* **Request**
Reproduce every one of the records below word for word, changing nothing.

* **Records from a point labeling set**
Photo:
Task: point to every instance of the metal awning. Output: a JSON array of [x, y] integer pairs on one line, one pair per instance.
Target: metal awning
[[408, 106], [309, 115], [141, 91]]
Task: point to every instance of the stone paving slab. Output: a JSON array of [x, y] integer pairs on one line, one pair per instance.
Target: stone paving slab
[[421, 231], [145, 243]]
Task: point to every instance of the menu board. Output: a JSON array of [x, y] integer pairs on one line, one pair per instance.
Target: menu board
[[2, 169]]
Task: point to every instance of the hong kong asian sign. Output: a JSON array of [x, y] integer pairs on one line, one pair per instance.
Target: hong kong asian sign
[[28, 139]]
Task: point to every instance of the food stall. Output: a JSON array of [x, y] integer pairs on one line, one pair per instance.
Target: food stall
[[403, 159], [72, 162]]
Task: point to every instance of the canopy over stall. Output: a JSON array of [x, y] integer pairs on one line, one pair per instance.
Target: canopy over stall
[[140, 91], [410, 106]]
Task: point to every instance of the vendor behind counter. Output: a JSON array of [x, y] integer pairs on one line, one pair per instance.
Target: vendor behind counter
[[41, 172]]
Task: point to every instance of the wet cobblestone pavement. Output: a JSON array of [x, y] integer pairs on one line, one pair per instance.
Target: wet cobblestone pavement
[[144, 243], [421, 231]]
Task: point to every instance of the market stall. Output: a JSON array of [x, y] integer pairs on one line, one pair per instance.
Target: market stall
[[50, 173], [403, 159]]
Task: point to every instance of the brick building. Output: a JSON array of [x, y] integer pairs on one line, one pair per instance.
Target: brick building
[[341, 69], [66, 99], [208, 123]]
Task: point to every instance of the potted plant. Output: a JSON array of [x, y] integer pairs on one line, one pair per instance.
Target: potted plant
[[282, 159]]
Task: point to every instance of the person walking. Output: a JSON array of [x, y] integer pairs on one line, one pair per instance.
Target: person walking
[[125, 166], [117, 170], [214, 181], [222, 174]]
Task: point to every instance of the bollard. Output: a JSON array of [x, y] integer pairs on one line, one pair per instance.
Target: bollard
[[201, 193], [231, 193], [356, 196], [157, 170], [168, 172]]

* **Result**
Photo:
Task: point to every instance of the metal awning. Output: a JSON array of [x, y] integer pairs on one line, one pair per instance.
Target: metal awning
[[408, 106], [309, 115], [141, 91]]
Task: point to every instance of the stone paving slab. Output: a JSON array of [x, y] integer pairs on one line, one pair per instance.
Target: stone paving slab
[[421, 231], [145, 243]]
Task: point to every instance of the menu board. Output: a JSON array of [x, y] integer pairs on one line, one pair per instance.
Target: menu board
[[2, 169]]
Task: point to every instance of the hong kong asian sign. Output: a JSON array of [x, y] integer pairs on one line, one pair per instance.
Target: hong kong asian sign
[[28, 139]]
Task: point to every instance of the food stall. Output: a JSON array of [x, y] integer pairs on one line, one pair per instance.
Target: food stall
[[403, 159], [72, 162]]
Task: point to every instance of the canopy over stall. Output: a JSON array of [x, y] integer pairs on one line, one pair per instance.
Target: canopy over stall
[[140, 91], [410, 106]]
Task: point to every instance of the vendor behind counter. Output: a JSON array of [x, y] integer pairs on one line, one pair per instance.
Target: vendor behind counter
[[41, 172]]
Task: point to every instance of the wet cobblestone pavement. Output: a JSON array of [x, y] integer pairs on one line, one pair per instance.
Target: wet cobblestone pavement
[[144, 243], [421, 231]]
Task: point to every instance of the market stall. Output: a JSON array of [x, y] integer pairs on one line, one pair per instance.
Target: market stall
[[50, 173], [403, 159]]
Task: point to every instance of the brick building. Output: a JSON array of [x, y] integer pairs on one line, one pair per instance.
Target: brick building
[[341, 69], [66, 99], [208, 123]]
Task: point to every instance of the potted plant. Output: a JSON array of [x, y] integer pairs on one line, one pair per instance.
Target: potted plant
[[282, 159]]
Task: point to every instance of the person walking. Output: a JSON array of [x, y] integer pairs on one line, one pair per instance.
Target: person walking
[[125, 166], [117, 170], [214, 181], [222, 174]]
Task: point to every instance of the bollard. Output: a JSON array of [x, y] integer pairs on one line, one pair per instance.
Target: bollard
[[201, 193], [231, 193], [356, 196], [157, 170], [168, 172]]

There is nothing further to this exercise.